Текст -
•••
Открывая зеленую улицу булгаринскому «Самозванцу», Бенкендорф, вероятно, проконтролировал ту часть текста, которая несла жандармский охранительный заряд. В «Годунове» с Афанасием Пушкиным мы знакомимся в сцене «Москва. Дом Шуйского». Его образ возникает в художественной ткани органично, выполняет важную функцию, развивая сюжет, создает атмосферу неустойчивости и недовольства. Афанасий Пушкин сообщает целый ряд подробностей, ставит акцент на государственных и экономических вопросах, волновавших различные слои населения. Гаврила Пушкин действует в сцене «Лес», затем в «Ставке» и на «Лобном месте». Пушкины в «Годунове» такие же герои, как и сам Годунов, Шуйский, Самозванец или Марина Мнишек. Быть может, в прямой речи предков ощутимее, чем в прямой речи других персонажей, передано отношение поэта к русскому народу, Но это воля автора, на которую он имеет неоспоримое право. Гаврила Пушкин замечает: «Но знаешь ли, чем сильны мы, Басманов? Не войском, нет, не польскою помогой, а мнением; да! мнением народным». Сцена «Лобное место» начинается с ремарки: «Пушкин идет, окруженный народом». Еще ранее Афанасий Пушкин, обращаясь к Шуйскому, произносит: «А легче ли народу? Спроси его».
•••
Фрагмент набора данных -
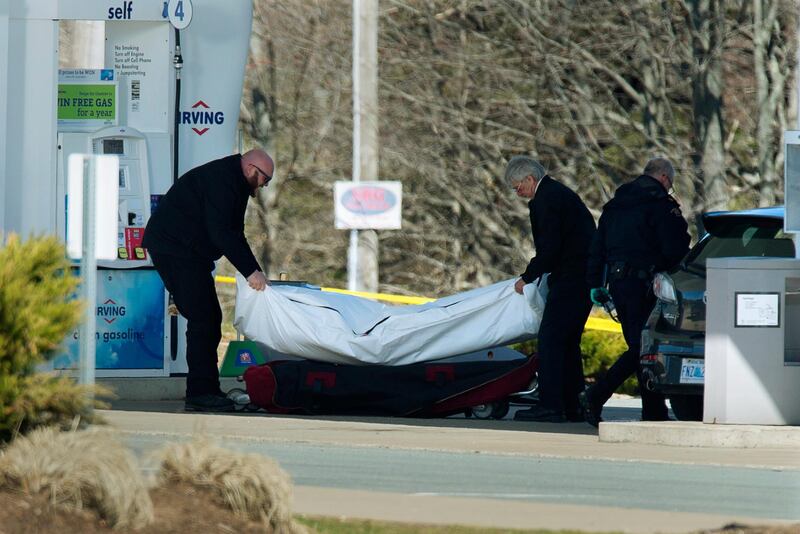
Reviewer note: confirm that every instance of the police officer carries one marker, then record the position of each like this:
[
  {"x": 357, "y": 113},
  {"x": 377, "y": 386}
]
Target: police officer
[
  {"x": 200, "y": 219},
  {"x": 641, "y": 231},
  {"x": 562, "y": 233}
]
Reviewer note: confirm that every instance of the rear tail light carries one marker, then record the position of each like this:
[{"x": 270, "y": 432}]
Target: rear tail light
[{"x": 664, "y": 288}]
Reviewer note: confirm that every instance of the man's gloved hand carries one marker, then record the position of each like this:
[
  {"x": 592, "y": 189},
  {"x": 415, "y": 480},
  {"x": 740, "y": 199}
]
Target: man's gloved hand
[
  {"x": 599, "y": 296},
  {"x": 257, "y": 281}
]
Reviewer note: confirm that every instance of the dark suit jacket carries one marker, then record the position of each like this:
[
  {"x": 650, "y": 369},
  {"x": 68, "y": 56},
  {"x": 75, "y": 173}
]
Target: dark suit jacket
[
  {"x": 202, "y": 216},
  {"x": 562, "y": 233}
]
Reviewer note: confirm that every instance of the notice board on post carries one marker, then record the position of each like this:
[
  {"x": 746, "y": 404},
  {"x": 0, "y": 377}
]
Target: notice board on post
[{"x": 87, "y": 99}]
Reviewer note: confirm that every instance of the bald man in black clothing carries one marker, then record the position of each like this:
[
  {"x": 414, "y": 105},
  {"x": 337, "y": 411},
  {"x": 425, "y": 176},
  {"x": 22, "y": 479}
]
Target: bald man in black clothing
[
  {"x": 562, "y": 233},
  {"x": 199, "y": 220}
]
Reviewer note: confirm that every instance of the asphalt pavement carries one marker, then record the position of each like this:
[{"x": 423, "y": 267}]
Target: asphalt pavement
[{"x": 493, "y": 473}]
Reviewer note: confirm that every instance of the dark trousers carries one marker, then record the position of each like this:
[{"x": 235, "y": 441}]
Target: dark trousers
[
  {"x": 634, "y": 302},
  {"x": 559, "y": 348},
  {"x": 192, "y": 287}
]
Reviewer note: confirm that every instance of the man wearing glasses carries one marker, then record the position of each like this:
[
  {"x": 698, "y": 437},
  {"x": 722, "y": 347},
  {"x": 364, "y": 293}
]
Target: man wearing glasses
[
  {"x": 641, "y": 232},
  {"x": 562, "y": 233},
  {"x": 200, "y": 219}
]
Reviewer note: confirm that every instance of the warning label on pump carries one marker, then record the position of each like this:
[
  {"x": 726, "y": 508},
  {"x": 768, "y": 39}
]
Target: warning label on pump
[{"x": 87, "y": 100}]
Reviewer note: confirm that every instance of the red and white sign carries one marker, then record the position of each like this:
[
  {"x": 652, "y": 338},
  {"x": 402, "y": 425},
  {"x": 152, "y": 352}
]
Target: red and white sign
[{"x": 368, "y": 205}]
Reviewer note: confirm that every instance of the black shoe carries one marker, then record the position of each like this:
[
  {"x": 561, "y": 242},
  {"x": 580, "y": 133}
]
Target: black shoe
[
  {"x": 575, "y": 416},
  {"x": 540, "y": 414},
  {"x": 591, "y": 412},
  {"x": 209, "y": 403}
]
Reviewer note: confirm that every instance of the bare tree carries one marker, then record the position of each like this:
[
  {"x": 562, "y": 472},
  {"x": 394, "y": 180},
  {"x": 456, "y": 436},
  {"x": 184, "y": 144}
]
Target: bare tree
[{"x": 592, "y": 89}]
•••
Задания -
1/ Перечислите, пожалуйста, все сцены «Годунова», которые упомянуты в тексте о «Годунове».
2/ В какой сцене, согласно тексту о «Годунове», читатель знакомится с Афанасием Пушкиным?

Полные ответы -
1/ «Москва. Дом Шуйского», «Лес», «Ставка», «Лобное место».

2/ В сцене «Москва. Дом Шуйского».